▶ **What you should do**
Please reproduce the part of the neonatal ECMO study abstract between "OBJECTIVE: The specific" and "score of <70).", inclusive.

▶ **Text**
= = = = =

INTRODUCTION: The early and accurate assessment of cerebral function in neonates who undergo extracorporeal membrane oxygenation (ECMO) may identify high-risk infants who are amenable to neuroprotective strategies or, at least, in need of more detailed neuroimaging and neurodevelopmental follow-up.
OBJECTIVE: The specific aims of this study were to assess the clinical utility and long-term predictive value of amplitude-integrated electroencephalography (aEEG) in neonatal ECMO.
METHODS: Thirty-four infants who required ECMO for respiratory failure were enrolled in the study prospectively. Serial aEEGs were recorded before, during, and after ECMO and classified by 2 independent interpreters on the basis of background pattern and amplitude criteria. Surviving infants were followed up to 18 to 22 months and assessed with a structured neurologic examination and formal developmental testing by using the Bayley Scales of Infant Development II. The primary outcome was death or neurodevelopmental impairment (defined as moderate-to-severe cerebral palsy and/or a Mental Developmental Index or Psychomotor Development Index score of <70).
RESULTS: Preliminary data analysis on the first 20 patients was performed. Thirteen patients survived, 3 died while on ECMO, and 4 died before discharge. All surviving infants were evaluated at follow-up. A severely abnormal aEEG predicted death or moderate-to-severe neurodevelopmental impairment with a sensitivity of 0.85 (95% confidence interval [CI]: 0.70–0.95), a specificity of 0.57 (95% CI: 0.3–0.76), a positive predictive value of 0.79 (95% CI: 0.65–0.88), and a negative predictive value of 0.67 (95% CI: 0.35–0.88).
CONCLUSIONS: aEEG is a useful neuromonitoring tool during neonatal ECMO.

= = = = =

(Records excerpted from a collection)
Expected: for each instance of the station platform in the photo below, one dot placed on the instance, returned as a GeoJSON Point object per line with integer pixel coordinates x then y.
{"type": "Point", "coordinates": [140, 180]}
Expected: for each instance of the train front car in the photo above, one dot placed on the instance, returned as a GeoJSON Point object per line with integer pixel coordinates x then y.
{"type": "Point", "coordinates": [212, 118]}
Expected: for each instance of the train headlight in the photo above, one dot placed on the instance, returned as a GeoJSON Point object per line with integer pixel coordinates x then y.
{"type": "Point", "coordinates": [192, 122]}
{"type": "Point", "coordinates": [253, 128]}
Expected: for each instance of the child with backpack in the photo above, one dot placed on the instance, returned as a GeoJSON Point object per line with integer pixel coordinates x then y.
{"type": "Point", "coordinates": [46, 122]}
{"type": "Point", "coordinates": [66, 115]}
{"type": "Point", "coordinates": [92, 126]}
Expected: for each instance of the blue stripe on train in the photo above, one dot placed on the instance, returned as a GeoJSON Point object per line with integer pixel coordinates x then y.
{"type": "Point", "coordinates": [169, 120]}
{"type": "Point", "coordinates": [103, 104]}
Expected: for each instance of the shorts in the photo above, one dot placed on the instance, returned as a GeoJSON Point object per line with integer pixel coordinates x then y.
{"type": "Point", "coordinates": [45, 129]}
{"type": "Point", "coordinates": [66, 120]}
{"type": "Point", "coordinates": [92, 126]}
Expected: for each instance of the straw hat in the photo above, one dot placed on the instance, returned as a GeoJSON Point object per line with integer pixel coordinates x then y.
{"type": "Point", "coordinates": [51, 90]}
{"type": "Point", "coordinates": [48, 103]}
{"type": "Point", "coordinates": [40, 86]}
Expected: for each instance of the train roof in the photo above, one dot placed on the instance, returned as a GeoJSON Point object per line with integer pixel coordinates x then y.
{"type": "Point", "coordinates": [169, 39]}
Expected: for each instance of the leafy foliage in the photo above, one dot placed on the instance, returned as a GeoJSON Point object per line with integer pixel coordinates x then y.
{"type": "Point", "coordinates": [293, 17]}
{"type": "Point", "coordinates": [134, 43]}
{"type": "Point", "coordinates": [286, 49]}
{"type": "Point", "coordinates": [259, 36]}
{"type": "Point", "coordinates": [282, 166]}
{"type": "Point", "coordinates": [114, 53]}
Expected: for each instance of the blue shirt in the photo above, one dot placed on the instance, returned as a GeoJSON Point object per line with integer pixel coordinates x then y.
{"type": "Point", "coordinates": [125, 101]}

= = = = =

▶ **Solution**
OBJECTIVE: The specific aims of this study were to assess the clinical utility and long-term predictive value of amplitude-integrated electroencephalography (aEEG) in neonatal ECMO.
METHODS: Thirty-four infants who required ECMO for respiratory failure were enrolled in the study prospectively. Serial aEEGs were recorded before, during, and after ECMO and classified by 2 independent interpreters on the basis of background pattern and amplitude criteria. Surviving infants were followed up to 18 to 22 months and assessed with a structured neurologic examination and formal developmental testing by using the Bayley Scales of Infant Development II. The primary outcome was death or neurodevelopmental impairment (defined as moderate-to-severe cerebral palsy and/or a Mental Developmental Index or Psychomotor Development Index score of <70).